— PROBLEM REQUIREMENTS —
Identify the line in which "Point out the cooked" appears, then reproduce that line and all remaining lines of the records word for word.

— MATERIAL PROVIDED —
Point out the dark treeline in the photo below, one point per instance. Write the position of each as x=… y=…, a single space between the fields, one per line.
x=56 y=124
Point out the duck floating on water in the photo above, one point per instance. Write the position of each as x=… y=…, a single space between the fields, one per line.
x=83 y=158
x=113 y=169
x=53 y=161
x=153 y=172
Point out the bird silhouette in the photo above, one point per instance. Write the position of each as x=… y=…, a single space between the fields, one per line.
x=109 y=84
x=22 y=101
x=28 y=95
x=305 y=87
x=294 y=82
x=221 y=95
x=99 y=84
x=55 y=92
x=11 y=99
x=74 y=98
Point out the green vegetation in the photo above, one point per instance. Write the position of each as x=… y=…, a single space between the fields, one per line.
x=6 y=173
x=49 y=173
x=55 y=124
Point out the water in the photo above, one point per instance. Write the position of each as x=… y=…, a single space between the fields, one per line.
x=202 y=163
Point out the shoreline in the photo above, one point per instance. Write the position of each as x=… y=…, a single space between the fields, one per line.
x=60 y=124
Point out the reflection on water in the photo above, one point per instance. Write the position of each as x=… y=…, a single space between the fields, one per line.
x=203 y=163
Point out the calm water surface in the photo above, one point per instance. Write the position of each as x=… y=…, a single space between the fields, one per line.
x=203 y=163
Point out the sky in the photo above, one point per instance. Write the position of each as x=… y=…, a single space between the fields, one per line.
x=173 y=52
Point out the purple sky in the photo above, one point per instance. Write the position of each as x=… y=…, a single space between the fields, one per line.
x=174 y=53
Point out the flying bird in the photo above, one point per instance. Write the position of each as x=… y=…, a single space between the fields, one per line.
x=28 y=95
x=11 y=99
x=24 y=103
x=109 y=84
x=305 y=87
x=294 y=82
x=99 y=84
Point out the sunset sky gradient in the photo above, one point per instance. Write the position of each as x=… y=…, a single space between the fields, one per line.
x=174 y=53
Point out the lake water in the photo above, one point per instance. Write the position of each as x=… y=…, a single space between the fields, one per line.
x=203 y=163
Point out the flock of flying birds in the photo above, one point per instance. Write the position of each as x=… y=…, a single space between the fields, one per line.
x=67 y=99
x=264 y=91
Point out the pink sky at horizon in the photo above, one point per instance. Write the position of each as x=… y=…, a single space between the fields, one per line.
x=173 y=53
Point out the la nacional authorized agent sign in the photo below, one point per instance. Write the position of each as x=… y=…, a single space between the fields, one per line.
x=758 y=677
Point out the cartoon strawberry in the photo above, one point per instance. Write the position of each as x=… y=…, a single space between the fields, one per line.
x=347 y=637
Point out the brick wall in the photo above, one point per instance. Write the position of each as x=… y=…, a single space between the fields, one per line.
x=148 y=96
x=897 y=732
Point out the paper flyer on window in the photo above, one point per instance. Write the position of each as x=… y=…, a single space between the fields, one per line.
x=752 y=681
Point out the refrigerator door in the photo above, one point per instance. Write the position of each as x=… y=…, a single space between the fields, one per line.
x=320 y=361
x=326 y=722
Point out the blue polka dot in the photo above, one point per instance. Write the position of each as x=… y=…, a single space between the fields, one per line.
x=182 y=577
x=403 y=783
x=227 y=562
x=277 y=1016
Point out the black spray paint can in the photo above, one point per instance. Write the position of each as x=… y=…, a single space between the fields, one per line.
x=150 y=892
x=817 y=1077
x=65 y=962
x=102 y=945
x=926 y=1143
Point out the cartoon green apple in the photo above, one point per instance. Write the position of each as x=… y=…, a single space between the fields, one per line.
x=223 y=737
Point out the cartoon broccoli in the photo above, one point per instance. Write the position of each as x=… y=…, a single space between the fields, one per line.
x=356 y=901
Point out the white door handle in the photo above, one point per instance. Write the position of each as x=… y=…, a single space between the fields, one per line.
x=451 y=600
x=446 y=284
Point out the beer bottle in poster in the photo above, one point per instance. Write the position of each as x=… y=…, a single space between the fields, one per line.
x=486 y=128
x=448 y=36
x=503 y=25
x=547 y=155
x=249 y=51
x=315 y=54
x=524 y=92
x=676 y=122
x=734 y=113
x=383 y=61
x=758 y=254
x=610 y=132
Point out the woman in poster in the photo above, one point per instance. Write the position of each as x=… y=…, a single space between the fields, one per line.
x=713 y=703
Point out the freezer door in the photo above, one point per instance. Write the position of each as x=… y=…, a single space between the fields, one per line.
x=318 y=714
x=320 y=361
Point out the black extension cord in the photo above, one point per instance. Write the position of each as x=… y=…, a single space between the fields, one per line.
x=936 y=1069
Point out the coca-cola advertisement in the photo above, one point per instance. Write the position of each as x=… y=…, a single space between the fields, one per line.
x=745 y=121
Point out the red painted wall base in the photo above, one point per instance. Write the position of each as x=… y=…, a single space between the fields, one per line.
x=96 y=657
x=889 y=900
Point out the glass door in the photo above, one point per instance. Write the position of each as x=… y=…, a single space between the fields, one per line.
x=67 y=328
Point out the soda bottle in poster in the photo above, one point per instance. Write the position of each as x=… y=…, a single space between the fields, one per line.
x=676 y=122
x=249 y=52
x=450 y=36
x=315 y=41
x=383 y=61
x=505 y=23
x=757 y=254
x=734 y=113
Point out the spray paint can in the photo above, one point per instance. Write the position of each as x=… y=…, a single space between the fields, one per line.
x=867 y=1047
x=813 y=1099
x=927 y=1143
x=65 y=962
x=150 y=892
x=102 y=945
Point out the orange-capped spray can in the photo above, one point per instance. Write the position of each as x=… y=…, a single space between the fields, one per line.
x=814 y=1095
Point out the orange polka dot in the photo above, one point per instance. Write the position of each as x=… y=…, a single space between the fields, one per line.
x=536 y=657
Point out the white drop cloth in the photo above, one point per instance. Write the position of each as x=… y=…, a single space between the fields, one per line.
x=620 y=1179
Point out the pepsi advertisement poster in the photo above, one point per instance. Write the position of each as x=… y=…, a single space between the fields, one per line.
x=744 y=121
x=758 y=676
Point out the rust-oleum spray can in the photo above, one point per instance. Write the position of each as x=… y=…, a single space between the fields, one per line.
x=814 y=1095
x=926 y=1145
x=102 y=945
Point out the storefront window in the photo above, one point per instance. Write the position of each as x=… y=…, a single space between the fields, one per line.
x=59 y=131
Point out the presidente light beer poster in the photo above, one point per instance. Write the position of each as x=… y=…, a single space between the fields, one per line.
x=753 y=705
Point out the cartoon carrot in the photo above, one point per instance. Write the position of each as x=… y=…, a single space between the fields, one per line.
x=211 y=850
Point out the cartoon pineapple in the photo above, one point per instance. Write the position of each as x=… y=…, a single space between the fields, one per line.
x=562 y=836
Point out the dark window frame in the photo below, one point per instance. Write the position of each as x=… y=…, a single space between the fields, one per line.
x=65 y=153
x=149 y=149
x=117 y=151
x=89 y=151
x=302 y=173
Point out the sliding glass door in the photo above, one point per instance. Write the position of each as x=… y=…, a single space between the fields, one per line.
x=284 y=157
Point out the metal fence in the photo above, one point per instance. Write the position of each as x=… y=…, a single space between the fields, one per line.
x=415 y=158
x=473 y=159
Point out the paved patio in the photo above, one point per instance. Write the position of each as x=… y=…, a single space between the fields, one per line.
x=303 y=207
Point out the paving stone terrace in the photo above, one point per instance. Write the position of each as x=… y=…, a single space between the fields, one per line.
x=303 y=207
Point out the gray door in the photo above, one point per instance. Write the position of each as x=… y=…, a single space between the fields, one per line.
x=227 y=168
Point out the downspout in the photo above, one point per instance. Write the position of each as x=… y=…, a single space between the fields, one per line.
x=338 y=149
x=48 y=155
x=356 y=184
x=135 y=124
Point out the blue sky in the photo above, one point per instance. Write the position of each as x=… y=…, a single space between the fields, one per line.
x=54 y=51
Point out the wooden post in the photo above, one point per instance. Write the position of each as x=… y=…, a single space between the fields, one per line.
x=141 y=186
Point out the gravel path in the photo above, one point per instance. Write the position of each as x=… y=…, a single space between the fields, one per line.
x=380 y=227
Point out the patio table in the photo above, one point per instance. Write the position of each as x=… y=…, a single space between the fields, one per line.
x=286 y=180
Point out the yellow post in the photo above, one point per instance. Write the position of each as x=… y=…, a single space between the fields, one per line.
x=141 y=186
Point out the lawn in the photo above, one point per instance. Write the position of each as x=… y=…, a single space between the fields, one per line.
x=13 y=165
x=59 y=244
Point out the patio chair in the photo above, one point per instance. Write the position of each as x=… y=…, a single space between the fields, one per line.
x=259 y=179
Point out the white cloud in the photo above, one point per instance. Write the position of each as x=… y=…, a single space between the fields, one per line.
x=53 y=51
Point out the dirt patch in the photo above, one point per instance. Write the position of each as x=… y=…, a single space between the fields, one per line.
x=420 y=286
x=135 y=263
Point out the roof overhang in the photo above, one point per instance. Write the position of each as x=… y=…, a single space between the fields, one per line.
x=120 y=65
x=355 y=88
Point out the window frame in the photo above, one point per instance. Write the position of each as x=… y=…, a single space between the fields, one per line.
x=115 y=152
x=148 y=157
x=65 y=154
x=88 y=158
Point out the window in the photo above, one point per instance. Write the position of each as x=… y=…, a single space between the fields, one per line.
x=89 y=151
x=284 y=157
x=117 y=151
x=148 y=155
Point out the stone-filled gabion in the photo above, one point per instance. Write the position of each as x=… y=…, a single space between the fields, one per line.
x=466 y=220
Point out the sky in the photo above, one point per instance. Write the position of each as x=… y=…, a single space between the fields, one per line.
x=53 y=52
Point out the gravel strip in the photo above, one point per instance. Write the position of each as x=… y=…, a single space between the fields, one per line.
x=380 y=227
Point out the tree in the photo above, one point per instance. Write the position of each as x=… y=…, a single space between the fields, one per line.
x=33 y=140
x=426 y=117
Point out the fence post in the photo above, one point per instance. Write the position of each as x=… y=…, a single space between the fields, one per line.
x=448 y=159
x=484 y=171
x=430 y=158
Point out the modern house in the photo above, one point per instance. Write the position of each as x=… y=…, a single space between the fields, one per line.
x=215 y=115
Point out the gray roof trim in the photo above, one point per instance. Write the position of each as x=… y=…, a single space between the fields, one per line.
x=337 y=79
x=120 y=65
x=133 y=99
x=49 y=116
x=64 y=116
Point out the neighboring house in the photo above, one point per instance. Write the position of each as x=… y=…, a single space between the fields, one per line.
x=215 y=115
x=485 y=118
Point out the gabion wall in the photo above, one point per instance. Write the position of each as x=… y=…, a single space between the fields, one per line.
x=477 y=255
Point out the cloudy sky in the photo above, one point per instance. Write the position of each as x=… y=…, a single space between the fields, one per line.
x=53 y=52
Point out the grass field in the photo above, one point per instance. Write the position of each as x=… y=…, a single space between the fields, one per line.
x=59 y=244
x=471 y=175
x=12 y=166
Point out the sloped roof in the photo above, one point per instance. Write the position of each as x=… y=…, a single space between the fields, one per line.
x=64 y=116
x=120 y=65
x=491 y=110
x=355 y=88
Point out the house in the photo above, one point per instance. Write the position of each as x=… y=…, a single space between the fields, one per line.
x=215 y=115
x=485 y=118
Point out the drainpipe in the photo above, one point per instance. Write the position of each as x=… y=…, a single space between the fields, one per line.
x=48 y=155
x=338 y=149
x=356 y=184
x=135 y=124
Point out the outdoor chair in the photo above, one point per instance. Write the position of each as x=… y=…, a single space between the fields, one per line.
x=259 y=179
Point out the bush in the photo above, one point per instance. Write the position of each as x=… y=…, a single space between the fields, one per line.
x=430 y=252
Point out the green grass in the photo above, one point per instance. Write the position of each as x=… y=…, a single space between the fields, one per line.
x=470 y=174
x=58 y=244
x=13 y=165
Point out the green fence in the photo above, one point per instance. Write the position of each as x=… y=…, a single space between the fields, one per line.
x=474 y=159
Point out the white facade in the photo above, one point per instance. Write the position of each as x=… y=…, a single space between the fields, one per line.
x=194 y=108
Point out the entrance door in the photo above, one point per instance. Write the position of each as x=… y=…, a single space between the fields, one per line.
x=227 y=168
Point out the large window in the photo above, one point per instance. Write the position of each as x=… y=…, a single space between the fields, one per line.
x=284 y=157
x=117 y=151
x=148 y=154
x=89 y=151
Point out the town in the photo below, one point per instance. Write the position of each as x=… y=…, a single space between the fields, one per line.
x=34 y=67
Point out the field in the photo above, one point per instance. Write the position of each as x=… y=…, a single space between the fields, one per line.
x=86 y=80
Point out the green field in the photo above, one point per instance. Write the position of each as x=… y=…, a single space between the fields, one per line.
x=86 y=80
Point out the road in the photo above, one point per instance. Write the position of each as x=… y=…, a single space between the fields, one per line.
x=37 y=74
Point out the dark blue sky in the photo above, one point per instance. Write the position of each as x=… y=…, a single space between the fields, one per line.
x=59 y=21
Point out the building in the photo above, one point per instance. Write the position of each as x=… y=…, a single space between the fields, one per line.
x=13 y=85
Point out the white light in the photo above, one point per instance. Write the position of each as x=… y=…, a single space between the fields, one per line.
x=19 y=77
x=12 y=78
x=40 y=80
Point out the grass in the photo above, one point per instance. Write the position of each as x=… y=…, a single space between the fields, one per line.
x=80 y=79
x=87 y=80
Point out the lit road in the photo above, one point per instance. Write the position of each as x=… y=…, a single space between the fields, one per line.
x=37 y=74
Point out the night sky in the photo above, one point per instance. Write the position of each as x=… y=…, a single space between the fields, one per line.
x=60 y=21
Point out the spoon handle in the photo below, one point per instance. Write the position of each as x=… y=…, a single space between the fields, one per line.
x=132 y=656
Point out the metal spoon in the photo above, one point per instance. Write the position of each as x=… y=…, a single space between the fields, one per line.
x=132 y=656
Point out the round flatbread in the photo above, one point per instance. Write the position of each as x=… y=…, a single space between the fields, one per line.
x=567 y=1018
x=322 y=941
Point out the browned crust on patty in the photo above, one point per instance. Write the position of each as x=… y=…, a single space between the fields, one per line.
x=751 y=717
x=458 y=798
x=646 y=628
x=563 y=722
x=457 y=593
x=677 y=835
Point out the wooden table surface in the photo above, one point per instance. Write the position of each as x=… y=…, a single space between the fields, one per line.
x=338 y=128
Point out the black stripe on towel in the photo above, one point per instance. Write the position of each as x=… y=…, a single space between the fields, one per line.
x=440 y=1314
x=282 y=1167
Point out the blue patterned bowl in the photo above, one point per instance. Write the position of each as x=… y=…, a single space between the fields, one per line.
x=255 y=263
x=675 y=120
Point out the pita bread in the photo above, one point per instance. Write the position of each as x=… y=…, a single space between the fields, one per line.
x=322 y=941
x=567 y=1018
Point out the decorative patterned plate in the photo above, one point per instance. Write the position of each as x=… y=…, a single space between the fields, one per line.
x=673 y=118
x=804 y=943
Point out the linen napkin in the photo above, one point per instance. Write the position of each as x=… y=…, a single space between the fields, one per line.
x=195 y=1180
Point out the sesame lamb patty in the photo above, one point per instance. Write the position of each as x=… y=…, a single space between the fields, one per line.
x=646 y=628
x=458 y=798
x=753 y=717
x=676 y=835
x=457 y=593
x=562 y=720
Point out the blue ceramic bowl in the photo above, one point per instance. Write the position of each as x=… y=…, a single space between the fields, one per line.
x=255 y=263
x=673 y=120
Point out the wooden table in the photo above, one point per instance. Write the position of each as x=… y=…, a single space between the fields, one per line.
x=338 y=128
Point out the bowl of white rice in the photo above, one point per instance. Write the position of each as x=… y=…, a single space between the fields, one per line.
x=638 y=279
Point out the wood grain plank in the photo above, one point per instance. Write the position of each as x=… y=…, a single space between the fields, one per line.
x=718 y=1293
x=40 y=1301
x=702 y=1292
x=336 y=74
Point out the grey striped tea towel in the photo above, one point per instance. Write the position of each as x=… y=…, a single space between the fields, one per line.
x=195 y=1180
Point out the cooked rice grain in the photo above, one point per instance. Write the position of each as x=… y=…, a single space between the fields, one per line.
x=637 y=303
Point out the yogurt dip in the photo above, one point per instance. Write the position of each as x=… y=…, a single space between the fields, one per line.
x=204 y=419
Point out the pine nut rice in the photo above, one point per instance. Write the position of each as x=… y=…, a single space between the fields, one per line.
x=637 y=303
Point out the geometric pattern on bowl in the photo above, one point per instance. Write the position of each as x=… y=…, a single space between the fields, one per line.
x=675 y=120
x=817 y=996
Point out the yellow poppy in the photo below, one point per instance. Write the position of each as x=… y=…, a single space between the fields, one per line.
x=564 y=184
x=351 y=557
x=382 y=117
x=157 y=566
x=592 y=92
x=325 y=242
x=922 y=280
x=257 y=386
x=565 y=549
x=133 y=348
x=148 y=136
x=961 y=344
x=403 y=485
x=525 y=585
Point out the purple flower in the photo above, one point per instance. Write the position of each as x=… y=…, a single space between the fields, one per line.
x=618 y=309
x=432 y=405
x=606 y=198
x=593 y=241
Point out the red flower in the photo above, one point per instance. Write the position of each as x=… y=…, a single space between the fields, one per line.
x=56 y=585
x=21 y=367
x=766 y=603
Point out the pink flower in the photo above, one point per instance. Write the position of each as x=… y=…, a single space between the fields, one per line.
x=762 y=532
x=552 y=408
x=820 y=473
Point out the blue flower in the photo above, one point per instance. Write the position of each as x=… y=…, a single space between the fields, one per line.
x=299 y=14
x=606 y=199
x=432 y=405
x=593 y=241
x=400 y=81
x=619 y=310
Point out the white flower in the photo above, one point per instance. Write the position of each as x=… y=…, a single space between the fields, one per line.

— COMPLETE RESPONSE —
Point out the cooked rice grain in the photo above, one point per instance. Write the position of each as x=… y=…, a single space between the fields, one per line.
x=637 y=303
Point out the yogurt dip in the photo above, one point per instance. Write the position of each as x=… y=…, a single space between the fields, one per line.
x=204 y=419
Point out the pine nut rice in the photo above, one point per instance. Write the position of each as x=… y=…, a single space between the fields, one per line.
x=637 y=303
Point out the geometric pattern on bowl in the photo above, one point per instance. Write the position of each as x=… y=…, a single space between the fields, one per line.
x=675 y=120
x=817 y=996
Point out the yellow poppy in the photo below, one point per instance. Write the position of each as x=… y=…, a single space between the fields, one per line.
x=564 y=184
x=351 y=557
x=382 y=117
x=157 y=566
x=592 y=92
x=325 y=242
x=922 y=280
x=257 y=386
x=565 y=549
x=133 y=348
x=148 y=136
x=961 y=344
x=403 y=485
x=525 y=585
Point out the purple flower in the photo above, one point per instance. Write the position of each as x=… y=…, a single space between the fields, one per line.
x=618 y=309
x=432 y=405
x=606 y=198
x=593 y=241
Point out the red flower in the photo above, one point per instance. Write the position of each as x=… y=…, a single space between the fields, one per line.
x=56 y=585
x=21 y=367
x=766 y=603
Point out the pink flower in the photo above, one point per instance. Write the position of each as x=… y=…, a single space between the fields, one per line.
x=762 y=532
x=552 y=408
x=820 y=473
Point out the blue flower in the photo above, one point per instance. Write the position of each as x=… y=…, a single space between the fields, one per line.
x=299 y=14
x=606 y=199
x=432 y=405
x=593 y=241
x=400 y=81
x=619 y=310
Point out the white flower in the photo above, one point per instance. Write the position of each as x=… y=…, a single space between the fields, one per line.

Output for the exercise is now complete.